-------- DATA LISTING
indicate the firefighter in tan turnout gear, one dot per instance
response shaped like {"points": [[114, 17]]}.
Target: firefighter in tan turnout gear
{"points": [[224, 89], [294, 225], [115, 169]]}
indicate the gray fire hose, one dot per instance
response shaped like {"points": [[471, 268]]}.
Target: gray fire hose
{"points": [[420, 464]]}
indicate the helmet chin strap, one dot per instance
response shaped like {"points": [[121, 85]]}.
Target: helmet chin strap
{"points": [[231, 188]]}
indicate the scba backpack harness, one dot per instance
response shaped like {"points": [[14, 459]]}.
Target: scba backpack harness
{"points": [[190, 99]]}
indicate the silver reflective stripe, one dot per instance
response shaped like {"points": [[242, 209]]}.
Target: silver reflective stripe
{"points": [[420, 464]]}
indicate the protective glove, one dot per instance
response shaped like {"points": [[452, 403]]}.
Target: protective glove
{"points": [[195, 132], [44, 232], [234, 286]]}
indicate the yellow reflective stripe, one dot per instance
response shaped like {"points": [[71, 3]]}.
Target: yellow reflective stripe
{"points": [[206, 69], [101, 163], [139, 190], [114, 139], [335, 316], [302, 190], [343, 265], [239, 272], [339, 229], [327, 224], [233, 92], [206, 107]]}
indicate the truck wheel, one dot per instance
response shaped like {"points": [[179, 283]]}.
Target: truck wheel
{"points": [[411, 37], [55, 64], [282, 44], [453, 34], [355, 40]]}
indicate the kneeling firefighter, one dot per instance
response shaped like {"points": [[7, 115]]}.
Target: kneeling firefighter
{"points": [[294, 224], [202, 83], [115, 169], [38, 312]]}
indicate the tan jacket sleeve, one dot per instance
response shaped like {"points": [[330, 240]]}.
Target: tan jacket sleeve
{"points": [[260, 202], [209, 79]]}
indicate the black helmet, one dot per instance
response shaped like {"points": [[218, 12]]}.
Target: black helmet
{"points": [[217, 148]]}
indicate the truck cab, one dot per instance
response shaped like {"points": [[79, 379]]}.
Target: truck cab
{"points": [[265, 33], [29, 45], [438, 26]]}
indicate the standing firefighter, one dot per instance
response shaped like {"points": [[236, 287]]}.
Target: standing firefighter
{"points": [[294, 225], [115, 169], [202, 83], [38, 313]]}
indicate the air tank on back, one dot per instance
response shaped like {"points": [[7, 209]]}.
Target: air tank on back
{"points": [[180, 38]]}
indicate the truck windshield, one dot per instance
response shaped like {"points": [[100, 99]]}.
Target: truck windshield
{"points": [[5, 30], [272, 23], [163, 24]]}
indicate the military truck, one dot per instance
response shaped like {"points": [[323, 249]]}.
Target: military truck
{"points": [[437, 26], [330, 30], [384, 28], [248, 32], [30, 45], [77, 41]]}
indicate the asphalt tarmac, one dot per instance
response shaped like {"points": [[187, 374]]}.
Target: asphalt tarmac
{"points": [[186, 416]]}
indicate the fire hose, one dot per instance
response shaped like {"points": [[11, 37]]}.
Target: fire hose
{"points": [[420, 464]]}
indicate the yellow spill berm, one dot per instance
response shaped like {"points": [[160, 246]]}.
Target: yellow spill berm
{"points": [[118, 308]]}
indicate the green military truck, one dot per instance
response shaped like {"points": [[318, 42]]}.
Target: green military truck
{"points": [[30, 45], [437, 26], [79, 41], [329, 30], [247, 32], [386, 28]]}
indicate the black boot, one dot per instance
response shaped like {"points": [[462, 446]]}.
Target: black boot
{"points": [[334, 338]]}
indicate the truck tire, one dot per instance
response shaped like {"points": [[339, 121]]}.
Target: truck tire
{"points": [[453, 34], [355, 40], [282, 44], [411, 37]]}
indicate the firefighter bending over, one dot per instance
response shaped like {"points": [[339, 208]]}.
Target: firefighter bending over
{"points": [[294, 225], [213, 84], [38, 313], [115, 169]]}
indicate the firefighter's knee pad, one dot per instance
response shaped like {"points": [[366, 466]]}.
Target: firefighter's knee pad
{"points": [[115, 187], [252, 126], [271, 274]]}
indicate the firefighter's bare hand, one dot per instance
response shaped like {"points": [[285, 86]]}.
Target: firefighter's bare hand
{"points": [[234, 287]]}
----------------
Render the lines above as a Markdown table with the columns "Row" and "Line", numbering each row and leaving out any blank lines.

| Row | Line |
|---|---|
| 1 | indicate the firefighter in tan turnout gear, one dot per instance |
| 2 | response shaped like {"points": [[114, 17]]}. |
| 3 | Target: firefighter in tan turnout gear |
| 4 | {"points": [[224, 89], [294, 225], [115, 169]]} |
| 5 | indicate the gray fire hose, one dot per instance |
| 6 | response shaped like {"points": [[471, 268]]}. |
| 7 | Target: gray fire hose |
| 8 | {"points": [[420, 464]]} |
| 9 | indicate the helmet chin strap, one dot per instance |
| 10 | response shaped like {"points": [[121, 85]]}. |
| 11 | Target: helmet chin strap |
| 12 | {"points": [[231, 188]]} |
| 13 | indicate the scba backpack harness, one dot per instance |
| 14 | response shaped like {"points": [[14, 459]]}. |
| 15 | Target: scba backpack harness |
| 16 | {"points": [[190, 99]]} |
| 17 | indicate the silver reflective stripe, one dot per instance |
| 18 | response shaped like {"points": [[242, 209]]}. |
| 19 | Target: silver reflective stripe |
| 20 | {"points": [[420, 464]]} |
| 21 | indicate the protective glove, one dot per instance |
| 22 | response shaped like {"points": [[452, 403]]}. |
| 23 | Target: protective glove |
| 24 | {"points": [[195, 132], [44, 232], [234, 286]]} |
| 25 | indicate the yellow reflective stripe, one dot per instance |
| 26 | response shaped like {"points": [[71, 3]]}. |
| 27 | Target: yellow reflective stripe |
| 28 | {"points": [[206, 69], [101, 163], [139, 190], [114, 139], [335, 316], [302, 190], [343, 265], [239, 272], [339, 229], [327, 224], [233, 92], [206, 107]]} |
| 29 | indicate the truck wheel, one dot per instance |
| 30 | response shaped like {"points": [[179, 283]]}. |
| 31 | Target: truck wheel |
| 32 | {"points": [[411, 37], [55, 64], [282, 44], [453, 34], [355, 40]]} |
| 33 | indicate the kneeling firefighter, one dot per instance |
| 34 | response shaped like {"points": [[7, 115]]}. |
| 35 | Target: kneeling firefighter |
| 36 | {"points": [[294, 224], [202, 83], [115, 169], [38, 312]]} |
| 37 | indicate the tan jacket sleeve, one dot per instance |
| 38 | response shaped like {"points": [[330, 240]]}. |
| 39 | Target: tan jacket sleeve |
| 40 | {"points": [[260, 202], [209, 79]]} |
| 41 | indicate the black helmet, one dot per instance |
| 42 | response shaped like {"points": [[218, 12]]}. |
| 43 | Target: black helmet |
| 44 | {"points": [[217, 148]]} |
| 45 | indicate the truck cab, one dot per instance |
| 46 | response shaped like {"points": [[79, 379]]}. |
| 47 | Target: truck cab |
| 48 | {"points": [[265, 33], [29, 45], [438, 26]]} |
| 49 | indicate the standing firefighter, one dot per instance |
| 50 | response shaped like {"points": [[236, 287]]}. |
| 51 | Target: standing firefighter |
| 52 | {"points": [[294, 225], [115, 169], [202, 83], [38, 313]]} |
| 53 | indicate the air tank on back, one dot per instance |
| 54 | response shaped like {"points": [[7, 209]]}. |
| 55 | Target: air tank on back |
| 56 | {"points": [[180, 38]]} |
| 57 | indicate the truck windshield, one dot per instance |
| 58 | response shaped like {"points": [[100, 99]]}. |
| 59 | Target: truck windshield |
| 60 | {"points": [[5, 30], [272, 23], [163, 24]]} |
| 61 | indicate the military truck, one dot per instance |
| 62 | response shaped like {"points": [[323, 249]]}. |
| 63 | Target: military truck |
| 64 | {"points": [[437, 26], [330, 30], [384, 28], [248, 32], [30, 45], [77, 41]]} |
| 65 | indicate the asphalt tarmac, one dot per instance |
| 66 | response shaped like {"points": [[187, 374]]}. |
| 67 | Target: asphalt tarmac |
| 68 | {"points": [[186, 416]]} |
| 69 | indicate the fire hose, one dot per instance |
| 70 | response shaped like {"points": [[11, 37]]}. |
| 71 | Target: fire hose |
| 72 | {"points": [[420, 464]]} |
| 73 | indicate the yellow spill berm, one dot per instance |
| 74 | response shaped like {"points": [[160, 246]]}. |
| 75 | Target: yellow spill berm |
| 76 | {"points": [[118, 308]]} |
| 77 | indicate the green military truck, one dot per instance |
| 78 | response shaped like {"points": [[318, 42]]}. |
| 79 | Target: green military truck |
| 80 | {"points": [[30, 45], [437, 26], [79, 41], [329, 30], [247, 32], [386, 28]]} |
| 81 | indicate the black boot, one dot per instance |
| 82 | response shaped like {"points": [[462, 446]]}. |
| 83 | Target: black boot |
| 84 | {"points": [[334, 338]]} |
| 85 | indicate the truck tire, one dot per instance |
| 86 | response shaped like {"points": [[339, 121]]}. |
| 87 | Target: truck tire |
| 88 | {"points": [[453, 34], [355, 40], [282, 44], [411, 37]]} |
| 89 | indicate the firefighter bending over, one dot per instance |
| 90 | response shaped like {"points": [[339, 208]]}. |
| 91 | Target: firefighter bending over |
| 92 | {"points": [[294, 225], [213, 84], [38, 313], [115, 169]]} |
| 93 | indicate the firefighter's knee pad, one dot per instance |
| 94 | response shaped like {"points": [[366, 466]]}. |
| 95 | Target: firefighter's knee pad |
| 96 | {"points": [[115, 187], [252, 126], [271, 274]]} |
| 97 | indicate the firefighter's bare hand, one dot per instance |
| 98 | response shaped like {"points": [[285, 86]]}. |
| 99 | Target: firefighter's bare hand |
| 100 | {"points": [[234, 287]]} |